====== EXTRAIT CHOISI

Les conséquences de la jurisprudence de Ruyter

Dans un arrêt très attendu, la jurisprudence de Ruyter, la Cour de justice de l’Union européenne2 a jugé que la contribution sociale généralisée (CSG) et la contribution pour le remboursement de la dette sociale (CRDS) ne peuvent être prélevées sur les revenus patrimoniaux perçus par des non-résidents. Dans cette affaire concernant des prélèvements sociaux perçus en France sur des rentes viagères versées par deux sociétés d’assurance installées aux Pays-Bas à un ressortissant néerlandais, M. de Ruyter, travaillant aux Pays-Bas et domicilié en France, le juge communautaire a considéré que M. de Ruyter, relevant du seul régime de sécurité sociale néerlandais, ne pouvait être soumis à des prélèvements sociaux destinés au financement du système de sécurité sociale français. Les prélèvements en cause présentaient en effet un lien direct et suffisamment pertinent avec les branches de la sécurité sociale. Le Conseil d’État, en juillet 2015, n’a pas manqué de suivre la position de la CJUE3. De nombreuses réclamations ont été déposées pour obtenir la restitution des prélèvements sociaux indûment perçus. Dès la fin du mois d’août 2015, 12 367 réclamations avaient été déposées pour un enjeu global de 180 millions d’euros. Bercy a précisé les modalités de restitution des prélèvements sociaux, tout en excluant le prélèvement de solidarité de 2 %, affecté spécifiquement au financement d’une prestation : le RSA, celui-ci ne finançant pas des régimes obligatoires français de sécurité sociale4. Cette position a fait l’objet d’interprétations divergentes des tribunaux administratifs saisis5.

La position de la cour administrative d’appel de Bordeaux

Dans cette affaire, Monsieur K. A., fonctionnaire des Pays-Bas à la retraite, et son épouse, affiliés au régime de sécurité sociale néerlandais en vertu de la législation de cet État, sont redevables à l’organisme néerlandais compétent, au titre de l’assurance « soins de santé », de contributions déterminées en fonction de leurs revenus. Ces ressortissants néerlandais, domiciliés dans le département de la Dordogne, ont déclaré au titre des revenus des années 2009 et 2010, les sommes de, respectivement, 18 784 euros et 17 366 euros dans la catégorie des revenus de valeurs et de capitaux mobiliers. Ils ont été assujettis à la contribution sociale généralisée, à la contribution pour le remboursement de la dette sociale, au prélèvement social et à la contribution additionnelle sur ces sommes. Ils estiment que leur assujettissement à la contribution sociale généralisée et au prélèvement social, comme à la contribution additionnelle à ce prélèvement, méconnaît la règle de l’unicité de la législation de sécurité. Ils précisaient que la législation française de sécurité sociale ne pouvait leur être opposable au regard du règlement (CEE) n° 1408/71 du Conseil, en particulier de son article 13 tel qu’interprété par la Cour de justice des Communautés européennes. Saisi d’une contestation de l’ensemble de ces impositions, le tribunal administratif de Bordeaux a, par jugement du 13 novembre 2012, déchargé les époux K. A. des droits qui leur ont été assignés au titre de la contribution pour le remboursement de la dette sociale, mais rejeté leur demande dirigée contre les contributions sociales généralisées, les prélèvements sociaux et les contributions additionnelles auxquels ils ont été assujettis sur leurs revenus mobiliers des années 2009 et 20106. Les époux K. A. ont donc relevé appel du jugement en tant qu’il n’a pas fait droit à l’intégralité de leur demande de décharge. La cour administrative d’appel de Bordeaux a prononcé la décharge des autres impositions en litige et donc réformé partiellement le jugement du tribunal administratif7.

============
====== LIGNES DE DONNÉES

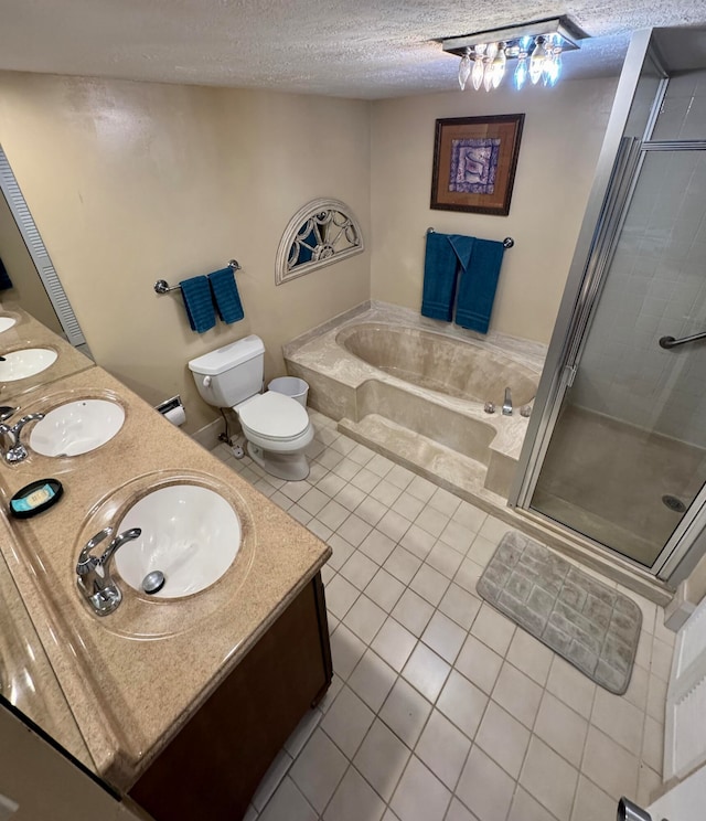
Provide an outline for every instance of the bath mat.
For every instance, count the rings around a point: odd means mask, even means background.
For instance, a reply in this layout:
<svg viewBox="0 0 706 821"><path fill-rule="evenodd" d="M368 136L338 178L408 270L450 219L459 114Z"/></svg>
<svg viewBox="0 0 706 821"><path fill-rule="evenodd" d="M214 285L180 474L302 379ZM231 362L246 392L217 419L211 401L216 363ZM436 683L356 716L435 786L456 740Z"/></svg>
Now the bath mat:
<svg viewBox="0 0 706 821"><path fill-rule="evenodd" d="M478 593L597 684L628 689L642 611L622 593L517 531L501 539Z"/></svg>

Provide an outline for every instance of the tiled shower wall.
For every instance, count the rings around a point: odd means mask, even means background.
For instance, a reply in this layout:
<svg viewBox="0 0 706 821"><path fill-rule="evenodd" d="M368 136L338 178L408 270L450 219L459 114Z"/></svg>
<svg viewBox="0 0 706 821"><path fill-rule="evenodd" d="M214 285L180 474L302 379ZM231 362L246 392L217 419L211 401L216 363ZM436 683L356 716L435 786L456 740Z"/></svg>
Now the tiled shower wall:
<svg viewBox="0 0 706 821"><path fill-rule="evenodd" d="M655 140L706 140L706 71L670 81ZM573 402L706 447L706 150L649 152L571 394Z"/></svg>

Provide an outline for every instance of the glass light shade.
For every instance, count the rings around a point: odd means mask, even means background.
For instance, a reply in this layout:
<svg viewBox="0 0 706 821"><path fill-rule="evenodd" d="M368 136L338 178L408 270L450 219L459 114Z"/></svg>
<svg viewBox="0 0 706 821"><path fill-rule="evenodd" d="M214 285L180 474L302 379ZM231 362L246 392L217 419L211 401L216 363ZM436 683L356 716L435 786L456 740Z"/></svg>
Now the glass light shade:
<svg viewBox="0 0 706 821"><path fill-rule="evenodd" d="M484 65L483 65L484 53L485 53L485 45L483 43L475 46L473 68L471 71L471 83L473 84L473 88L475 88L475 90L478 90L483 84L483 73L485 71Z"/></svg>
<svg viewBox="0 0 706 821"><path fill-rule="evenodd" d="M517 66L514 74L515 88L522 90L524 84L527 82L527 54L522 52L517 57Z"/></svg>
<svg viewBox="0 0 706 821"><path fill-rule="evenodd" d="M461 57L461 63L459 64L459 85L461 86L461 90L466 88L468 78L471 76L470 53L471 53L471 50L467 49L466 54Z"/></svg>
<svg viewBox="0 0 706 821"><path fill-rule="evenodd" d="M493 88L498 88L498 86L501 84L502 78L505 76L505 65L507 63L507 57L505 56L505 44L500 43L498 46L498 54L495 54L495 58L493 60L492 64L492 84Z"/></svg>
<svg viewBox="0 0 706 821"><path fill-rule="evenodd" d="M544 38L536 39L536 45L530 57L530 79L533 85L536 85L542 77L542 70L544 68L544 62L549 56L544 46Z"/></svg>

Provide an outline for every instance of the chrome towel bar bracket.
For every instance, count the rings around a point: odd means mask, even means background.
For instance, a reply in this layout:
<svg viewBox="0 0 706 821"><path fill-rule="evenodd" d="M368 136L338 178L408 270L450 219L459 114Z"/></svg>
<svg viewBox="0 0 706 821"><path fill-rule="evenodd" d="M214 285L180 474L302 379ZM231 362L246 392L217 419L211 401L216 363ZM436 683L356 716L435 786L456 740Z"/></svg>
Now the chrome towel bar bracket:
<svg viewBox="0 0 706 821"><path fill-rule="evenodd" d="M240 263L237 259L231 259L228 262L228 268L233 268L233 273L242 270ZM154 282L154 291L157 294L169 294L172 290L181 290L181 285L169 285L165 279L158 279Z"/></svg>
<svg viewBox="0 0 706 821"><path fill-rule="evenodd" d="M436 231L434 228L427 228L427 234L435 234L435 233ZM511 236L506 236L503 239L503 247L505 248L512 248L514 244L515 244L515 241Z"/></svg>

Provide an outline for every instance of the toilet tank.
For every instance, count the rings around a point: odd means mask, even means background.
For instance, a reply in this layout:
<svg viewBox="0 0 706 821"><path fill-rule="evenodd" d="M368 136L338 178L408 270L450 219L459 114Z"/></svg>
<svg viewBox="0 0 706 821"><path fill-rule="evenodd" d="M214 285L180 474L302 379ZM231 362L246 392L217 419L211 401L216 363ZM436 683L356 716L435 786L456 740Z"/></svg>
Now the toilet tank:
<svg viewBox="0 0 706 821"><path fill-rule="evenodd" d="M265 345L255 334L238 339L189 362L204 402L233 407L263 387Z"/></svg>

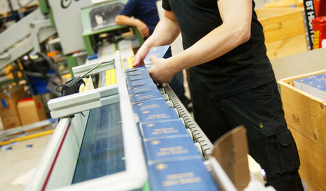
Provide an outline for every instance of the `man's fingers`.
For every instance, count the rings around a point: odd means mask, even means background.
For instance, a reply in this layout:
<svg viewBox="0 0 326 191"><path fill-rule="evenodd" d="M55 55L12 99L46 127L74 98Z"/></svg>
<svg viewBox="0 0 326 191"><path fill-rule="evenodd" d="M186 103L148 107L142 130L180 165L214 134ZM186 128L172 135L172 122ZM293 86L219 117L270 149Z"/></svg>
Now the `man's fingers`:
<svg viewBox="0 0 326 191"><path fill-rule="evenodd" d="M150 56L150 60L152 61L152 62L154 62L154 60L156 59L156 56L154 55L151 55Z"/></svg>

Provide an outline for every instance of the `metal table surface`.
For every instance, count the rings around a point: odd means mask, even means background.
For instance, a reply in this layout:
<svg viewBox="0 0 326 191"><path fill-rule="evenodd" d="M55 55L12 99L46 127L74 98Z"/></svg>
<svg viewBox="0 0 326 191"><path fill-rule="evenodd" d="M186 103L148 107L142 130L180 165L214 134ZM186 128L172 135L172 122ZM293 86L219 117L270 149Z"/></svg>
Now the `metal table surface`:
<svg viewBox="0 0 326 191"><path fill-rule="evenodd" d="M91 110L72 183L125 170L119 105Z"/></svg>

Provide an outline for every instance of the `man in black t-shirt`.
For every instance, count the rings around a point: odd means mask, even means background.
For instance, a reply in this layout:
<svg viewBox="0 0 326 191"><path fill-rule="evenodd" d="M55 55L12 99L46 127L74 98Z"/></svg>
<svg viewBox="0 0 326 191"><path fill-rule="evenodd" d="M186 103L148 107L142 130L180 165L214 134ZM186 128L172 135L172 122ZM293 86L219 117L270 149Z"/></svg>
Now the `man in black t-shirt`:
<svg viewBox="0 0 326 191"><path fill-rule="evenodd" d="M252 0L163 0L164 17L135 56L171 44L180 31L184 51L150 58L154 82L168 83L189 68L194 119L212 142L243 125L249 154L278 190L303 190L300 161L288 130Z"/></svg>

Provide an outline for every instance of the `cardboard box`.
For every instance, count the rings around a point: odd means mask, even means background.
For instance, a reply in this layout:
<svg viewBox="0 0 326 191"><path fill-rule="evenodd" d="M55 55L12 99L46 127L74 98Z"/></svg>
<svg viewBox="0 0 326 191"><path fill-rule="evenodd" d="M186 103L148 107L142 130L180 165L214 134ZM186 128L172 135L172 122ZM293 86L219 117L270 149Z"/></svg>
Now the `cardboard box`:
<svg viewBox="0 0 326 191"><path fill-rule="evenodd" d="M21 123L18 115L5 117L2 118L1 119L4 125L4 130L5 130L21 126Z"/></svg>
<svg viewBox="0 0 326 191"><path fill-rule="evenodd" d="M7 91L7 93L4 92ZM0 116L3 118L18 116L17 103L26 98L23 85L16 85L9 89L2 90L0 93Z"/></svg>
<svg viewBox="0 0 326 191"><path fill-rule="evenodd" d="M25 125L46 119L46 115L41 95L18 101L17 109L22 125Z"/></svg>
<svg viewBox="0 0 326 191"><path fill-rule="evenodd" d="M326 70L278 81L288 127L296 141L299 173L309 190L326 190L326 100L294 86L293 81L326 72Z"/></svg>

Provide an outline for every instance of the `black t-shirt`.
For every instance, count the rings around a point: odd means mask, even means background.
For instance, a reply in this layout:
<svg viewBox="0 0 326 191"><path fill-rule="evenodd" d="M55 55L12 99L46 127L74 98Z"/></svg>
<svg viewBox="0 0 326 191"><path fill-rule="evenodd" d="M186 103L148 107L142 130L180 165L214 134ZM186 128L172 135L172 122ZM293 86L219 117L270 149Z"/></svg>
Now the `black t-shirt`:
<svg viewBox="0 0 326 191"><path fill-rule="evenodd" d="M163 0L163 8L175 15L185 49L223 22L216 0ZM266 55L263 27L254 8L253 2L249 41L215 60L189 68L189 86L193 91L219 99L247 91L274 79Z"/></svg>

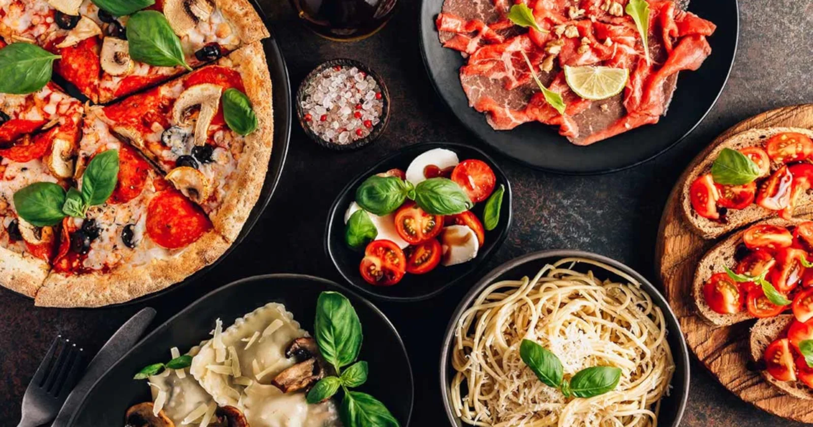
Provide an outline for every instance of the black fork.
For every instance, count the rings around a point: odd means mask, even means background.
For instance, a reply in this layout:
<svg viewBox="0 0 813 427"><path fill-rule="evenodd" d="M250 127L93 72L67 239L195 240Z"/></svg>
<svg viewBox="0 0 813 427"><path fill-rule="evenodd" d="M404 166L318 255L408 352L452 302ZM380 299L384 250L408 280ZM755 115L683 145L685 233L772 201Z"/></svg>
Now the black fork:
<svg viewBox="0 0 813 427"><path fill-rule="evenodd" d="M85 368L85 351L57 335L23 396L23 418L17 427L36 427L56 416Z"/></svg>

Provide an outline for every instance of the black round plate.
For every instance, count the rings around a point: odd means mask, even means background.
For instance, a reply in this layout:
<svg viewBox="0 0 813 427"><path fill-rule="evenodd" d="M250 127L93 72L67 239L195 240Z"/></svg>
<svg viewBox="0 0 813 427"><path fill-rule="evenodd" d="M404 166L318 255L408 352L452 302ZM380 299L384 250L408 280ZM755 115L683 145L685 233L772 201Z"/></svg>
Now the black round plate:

============

## [TÂCHES À RÉALISER]
(a) D'après l'extrait, combien de réclamations avaient été déposées à la fin du mois d'août 2015 ?
(b) Présentez sous forme de tableau Markdown les entrées, depuis leur début jusqu'à la ligne qui contient « 140L706 140L706 71L670 », les deux bornes comprises. Utilisez les colonnes « N° », pour le rang de la ligne, et « Ligne », omettez les lignes vides et laissez les images de côté.
L'extrait et les entrées n'ont pas la même origine.

## [RÉPONSES AUX PROBLÈMES]
(a) 12 367 réclamations.

(b)
| N° | Ligne |
|---|---|
| 1 | Provide an outline for every instance of the bath mat. |
| 2 | For every instance, count the rings around a point: odd means mask, even means background. |
| 3 | For instance, a reply in this layout: |
| 4 | <svg viewBox="0 0 706 821"><path fill-rule="evenodd" d="M368 136L338 178L408 270L450 219L459 114Z"/></svg> |
| 5 | <svg viewBox="0 0 706 821"><path fill-rule="evenodd" d="M214 285L180 474L302 379ZM231 362L246 392L217 419L211 401L216 363ZM436 683L356 716L435 786L456 740Z"/></svg> |
| 6 | Now the bath mat: |
| 7 | <svg viewBox="0 0 706 821"><path fill-rule="evenodd" d="M478 593L597 684L628 689L642 611L622 593L517 531L501 539Z"/></svg> |
| 8 | Provide an outline for every instance of the tiled shower wall. |
| 9 | For every instance, count the rings around a point: odd means mask, even means background. |
| 10 | For instance, a reply in this layout: |
| 11 | <svg viewBox="0 0 706 821"><path fill-rule="evenodd" d="M368 136L338 178L408 270L450 219L459 114Z"/></svg> |
| 12 | <svg viewBox="0 0 706 821"><path fill-rule="evenodd" d="M214 285L180 474L302 379ZM231 362L246 392L217 419L211 401L216 363ZM436 683L356 716L435 786L456 740Z"/></svg> |
| 13 | Now the tiled shower wall: |
| 14 | <svg viewBox="0 0 706 821"><path fill-rule="evenodd" d="M655 140L706 140L706 71L670 81ZM573 402L706 447L706 150L649 152L571 394Z"/></svg> |